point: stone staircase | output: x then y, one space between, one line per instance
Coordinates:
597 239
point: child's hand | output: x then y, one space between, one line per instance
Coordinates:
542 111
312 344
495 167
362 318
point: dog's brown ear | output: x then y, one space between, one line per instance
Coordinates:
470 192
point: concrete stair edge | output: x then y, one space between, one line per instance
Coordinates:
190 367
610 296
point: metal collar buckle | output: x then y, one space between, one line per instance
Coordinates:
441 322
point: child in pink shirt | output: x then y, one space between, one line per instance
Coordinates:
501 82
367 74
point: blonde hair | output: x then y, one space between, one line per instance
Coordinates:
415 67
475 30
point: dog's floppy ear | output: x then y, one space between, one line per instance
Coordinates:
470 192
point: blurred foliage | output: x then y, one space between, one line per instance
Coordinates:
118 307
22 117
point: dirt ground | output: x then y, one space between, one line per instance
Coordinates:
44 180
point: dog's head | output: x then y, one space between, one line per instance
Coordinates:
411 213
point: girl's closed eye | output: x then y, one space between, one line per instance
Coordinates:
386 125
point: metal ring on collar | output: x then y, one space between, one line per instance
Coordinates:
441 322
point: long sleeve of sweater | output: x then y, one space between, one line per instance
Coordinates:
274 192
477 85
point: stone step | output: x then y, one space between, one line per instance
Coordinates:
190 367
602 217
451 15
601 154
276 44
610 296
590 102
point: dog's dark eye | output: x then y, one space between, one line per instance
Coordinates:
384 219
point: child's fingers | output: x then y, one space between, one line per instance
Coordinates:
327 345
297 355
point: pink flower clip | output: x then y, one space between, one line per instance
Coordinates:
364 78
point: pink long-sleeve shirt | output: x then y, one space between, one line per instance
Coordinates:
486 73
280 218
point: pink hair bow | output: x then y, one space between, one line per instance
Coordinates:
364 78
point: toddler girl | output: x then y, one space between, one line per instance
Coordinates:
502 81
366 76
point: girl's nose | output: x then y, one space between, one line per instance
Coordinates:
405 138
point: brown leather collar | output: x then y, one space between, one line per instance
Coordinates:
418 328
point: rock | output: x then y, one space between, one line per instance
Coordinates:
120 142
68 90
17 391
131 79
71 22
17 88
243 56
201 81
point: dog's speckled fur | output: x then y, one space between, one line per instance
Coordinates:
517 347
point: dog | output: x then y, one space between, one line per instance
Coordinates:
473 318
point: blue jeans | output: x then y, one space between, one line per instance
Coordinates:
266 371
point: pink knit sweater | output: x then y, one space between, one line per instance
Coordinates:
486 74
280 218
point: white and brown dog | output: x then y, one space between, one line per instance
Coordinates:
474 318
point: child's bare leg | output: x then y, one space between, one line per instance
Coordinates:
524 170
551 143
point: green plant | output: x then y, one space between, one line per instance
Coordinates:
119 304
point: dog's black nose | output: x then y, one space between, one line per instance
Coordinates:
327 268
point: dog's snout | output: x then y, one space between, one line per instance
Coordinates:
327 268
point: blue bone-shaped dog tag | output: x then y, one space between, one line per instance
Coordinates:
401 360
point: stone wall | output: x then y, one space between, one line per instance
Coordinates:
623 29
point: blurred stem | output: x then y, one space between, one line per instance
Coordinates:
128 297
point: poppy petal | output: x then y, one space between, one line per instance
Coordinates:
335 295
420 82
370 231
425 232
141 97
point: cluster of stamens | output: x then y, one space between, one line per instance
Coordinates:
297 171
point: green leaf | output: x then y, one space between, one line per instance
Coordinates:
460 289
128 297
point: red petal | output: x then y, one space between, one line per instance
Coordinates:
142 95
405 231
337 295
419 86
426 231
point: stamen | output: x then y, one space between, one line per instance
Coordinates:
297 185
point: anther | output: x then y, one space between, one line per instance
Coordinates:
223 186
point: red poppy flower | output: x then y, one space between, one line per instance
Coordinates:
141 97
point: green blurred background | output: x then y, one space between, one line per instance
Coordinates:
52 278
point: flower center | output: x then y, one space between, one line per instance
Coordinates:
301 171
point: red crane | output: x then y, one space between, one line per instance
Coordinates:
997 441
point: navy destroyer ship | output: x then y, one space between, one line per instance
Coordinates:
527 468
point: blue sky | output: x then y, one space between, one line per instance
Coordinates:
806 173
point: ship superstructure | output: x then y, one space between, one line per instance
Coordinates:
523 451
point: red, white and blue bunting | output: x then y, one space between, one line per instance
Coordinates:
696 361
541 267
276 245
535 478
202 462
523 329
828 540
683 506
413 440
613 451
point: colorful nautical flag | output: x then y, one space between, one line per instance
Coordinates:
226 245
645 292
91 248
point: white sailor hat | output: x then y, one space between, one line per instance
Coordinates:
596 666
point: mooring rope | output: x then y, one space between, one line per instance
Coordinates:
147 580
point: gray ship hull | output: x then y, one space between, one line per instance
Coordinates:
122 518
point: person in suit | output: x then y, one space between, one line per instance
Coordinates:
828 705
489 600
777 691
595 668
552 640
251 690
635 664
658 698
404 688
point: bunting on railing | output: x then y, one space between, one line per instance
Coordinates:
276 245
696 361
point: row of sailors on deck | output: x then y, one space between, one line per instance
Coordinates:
-------
Exercise directions ▸
Transcribe the whole listing exactly.

The solution ▸
point: stone staircase | output: x then y, one space between, one line per instance
Coordinates:
597 239
point: child's hand | output: x then y, one space between, one line per instance
Coordinates:
542 111
312 344
495 167
362 318
point: dog's brown ear | output: x then y, one space between, one line per instance
Coordinates:
470 192
point: concrete stair edge | output: x then y, one space between, one line per instance
Coordinates:
190 367
610 296
point: metal collar buckle | output: x then y, one space between, one line per instance
Coordinates:
441 322
point: child in pink shirt | output: x then y, one space between, one line per instance
Coordinates:
501 82
367 74
point: blonde hair | output: x then y, one space between, one line per instance
Coordinates:
415 67
475 30
point: dog's floppy ear | output: x then y, one space between, one line per instance
Coordinates:
470 192
point: blurred foliage | output: x then y, one space between, one line per instance
Coordinates:
118 307
22 117
point: dirt ground | output: x then y, one space between, one line per instance
Coordinates:
44 180
point: dog's head | output: x then y, one space between, one line per instance
Coordinates:
411 213
point: girl's closed eye | output: x then y, one space between, one line per instance
Coordinates:
386 125
point: metal ring on collar | output: x then y, one space between, one line per instance
Coordinates:
441 322
point: long sleeve of sweater | output: x then y, one space between, one line per instance
Coordinates:
274 192
477 85
point: stone step | output: x then y, one space between, one line per instance
Coordinates:
190 367
602 217
451 15
601 154
276 44
610 296
590 102
point: dog's dark eye | output: x then y, one space between, one line per instance
Coordinates:
384 219
point: child's fingers | output: x then y, one space between, one line per instance
Coordinates:
327 345
297 355
point: pink flower clip | output: x then y, one space between, one line per instance
Coordinates:
364 78
point: pink long-sleeve shirt | output: x then y, one space between, one line per instance
Coordinates:
486 73
280 218
point: pink hair bow | output: x then y, one space between, one line per instance
Coordinates:
364 78
point: toddler girl | output: x then y, one space between, one line per instance
Coordinates:
502 81
366 76
point: girl's nose | output: x then y, one space between, one line per instance
Coordinates:
405 138
point: brown leather collar | output: x then y, one space between, one line per instance
Coordinates:
418 328
point: rock | output: x then y, one space between, one line per instance
Coordinates:
120 142
68 90
17 391
131 79
71 22
17 88
243 56
201 81
point: dog's speckled fur | output: x then y, one space between, one line per instance
Coordinates:
517 347
point: dog | output: x then y, one space between, one line per instance
Coordinates:
473 318
point: blue jeans | output: x then y, one space between, one line per instance
Coordinates:
266 371
point: pink knit sweater | output: x then y, one space between, one line per instance
Coordinates:
486 74
280 218
point: white and brown dog | output: x then y, one space between, one line per instance
Coordinates:
474 318
point: child's bare leg | output: x then y, one space between, one line per instance
Coordinates:
524 170
551 143
point: green plant | output: x then y, one space between, one line per instance
Coordinates:
119 304
point: dog's black nose | output: x then y, one space between, one line per instance
Coordinates:
327 268
point: dog's snout | output: x then y, one space between, one line per instance
Coordinates:
327 268
point: blue bone-shaped dog tag | output: x then y, one space between, one line per instance
Coordinates:
401 360
point: stone wall | output: x then y, one space between, one line per instance
Coordinates:
623 29
point: blurred stem | output: x then y, one space between, one line per instance
Coordinates:
128 297
point: poppy petal | output: x then y, one space between, one line per instance
Coordinates:
335 295
420 82
370 231
425 232
141 97
point: cluster of stamens | output: x then y, one space between, one line per instance
Coordinates:
297 171
point: green leaf | output: x then y, one space between, one line per instance
Coordinates:
460 289
128 297
point: red petal | output: x then y, one space between, one line per instance
Coordinates:
142 95
405 231
337 295
419 86
426 231
point: stamen | output: x then y, one space between, one line per instance
Coordinates:
297 185
point: anther | output: x then y, one space between, one line per instance
Coordinates:
223 186
point: red poppy flower | output: x then y, one space between, one line per instance
Coordinates:
141 97
point: green blurred background | output: x then y, one space between, one line per instance
Coordinates:
52 278
point: flower center | output: x then y, one space between, one line per instance
Coordinates:
301 171
point: red crane | output: x then y, one space between, one line per instance
Coordinates:
997 441
point: navy destroyer ship | output: x then y, one space between, one line per instance
Coordinates:
527 468
point: blue sky | output: x then y, one space between, one line per instance
Coordinates:
806 173
point: ship superstructure | output: x then y, one space between, one line per instance
Coordinates:
523 451
point: red, white and blue bunting | output: x then y, one space between, one line per instance
Coordinates:
696 361
541 267
276 245
535 478
202 462
523 329
828 540
683 506
413 440
613 451
point: colorful nautical flag | output: x then y, one space between, one line per instance
Coordinates:
226 245
645 292
91 248
point: white sailor hat | output: x then y, one space between, one line per instance
Coordinates:
596 666
point: mooring rope | output: x then y, one space between, one line per instance
Coordinates:
147 580
point: gray ship hull | output: x then y, one space between, one line per instance
Coordinates:
122 518
point: person in suit | output: x then y, one space between, one line per instance
Coordinates:
828 705
489 600
777 691
595 668
552 640
251 690
635 664
658 698
404 688
point: bunting on railing | output: x then y, one space between, one line per instance
Coordinates:
276 245
696 361
point: row of sailors on deck | output: x then y, one space between, one line per instance
Coordinates:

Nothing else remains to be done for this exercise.